# Danger for pedestrians on Dublin streets !!



## RonanC (8 Jan 2010)

This had to hurt !! 

Go to 0:06.35 and please dont laugh 

http://www.rte.ie/player/#v=1063767


----------



## RMCF (9 Jan 2010)

Hard not to laugh.


----------



## haminka1 (9 Jan 2010)

this total muppet had his sneakers on - what the heck was he thinking? of course he slipped and fell hard ...


----------



## shopgirl (9 Jan 2010)

Anyone reading the threads on AAM would be hard pushed to know what to do! - if you drive you're wrong, if you don't drive you're wrong, if you drive a certain way, guess what? you're wrong, - maybe the guy didn't have the "right" type of shoes. Give people a break (no pun intended)


----------



## papervalue (9 Jan 2010)

I have seem a number of people late 20's early 30's fall this week on the footpaths. no matter what you have to a private laugh to yourself once they are back on their feet. 

no matter what footwear you had on this week, anyone could have slipped. as you get outside city centre the paths were extremely dangerous off any main road. even the paths on bridges on grand canal were not looked after and their is a fair drop at each side

if a old person fell in same situation i would not laugh but do everything i could to help them


----------



## gipimann (9 Jan 2010)

Did you notice that the commentary from John Kilraine was changed for the 9pm news to tell us that the person who fell wasn't seriously injured (he didn't say that at 6pm).

There are some who suggest the fall was staged for the news......?


----------



## Sue Ellen (9 Jan 2010)

gipimann said:


> There are some who suggest the fall was staged for the news......?



If you listen carefully to that recording it is highly unlikely that it was staged considering the bang to his head.



RonanC said:


> please dont laugh
> 
> http://www.rte.ie/player/#v=1063767





RMCF said:


> Hard not to laugh.



I fell the other day in the middle of the road despite the appropriate footwear. Luckily enough no cars around because over the past few days have seen many a car unable to stop. Couldn't get up for a few minutes because of previous damage to back and was sore for a few days. So to anyone out there who considers laughing don't forget it could be your turn tomorrow


----------



## Complainer (9 Jan 2010)

I don't think it was staged, but I do reckon that they 'staked out' a likely spot (possibly having seen others fall there) until they got good footage. Footwear wasn't necessarily his problem, lots of runners have good ridged soles with good grip. He was just walking too fast for the conditions. His other problem was that he had one hand carrying the bag, which meant it wasn't available to give support or break his fall. It could have been quite serious if he had smacked his head on the wall or the ground.

I fell in Dublin city centre yesterday, despite walking quite carefully. It was treacherous around Trinity and Pearse St. As usual in our car centric society, pedestrians are an afterthought, and gritting of pavements was forgotten about for the first week.

_ _ _ _ _ _ _

From the thread on pedestrians slipping on Dublin streets, write out word for word the passage that begins with the words containing "Did you notice" and ends with "that at 6pm).".

▶ Source material:
_ _ _ _ _ _ _

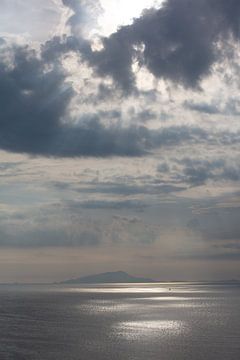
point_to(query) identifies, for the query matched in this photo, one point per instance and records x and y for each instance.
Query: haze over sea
(120, 321)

_ _ _ _ _ _ _

▶ Final result:
Did you notice that the commentary from John Kilraine was changed for the 9pm news to tell us that the person who fell wasn't seriously injured (he didn't say that at 6pm).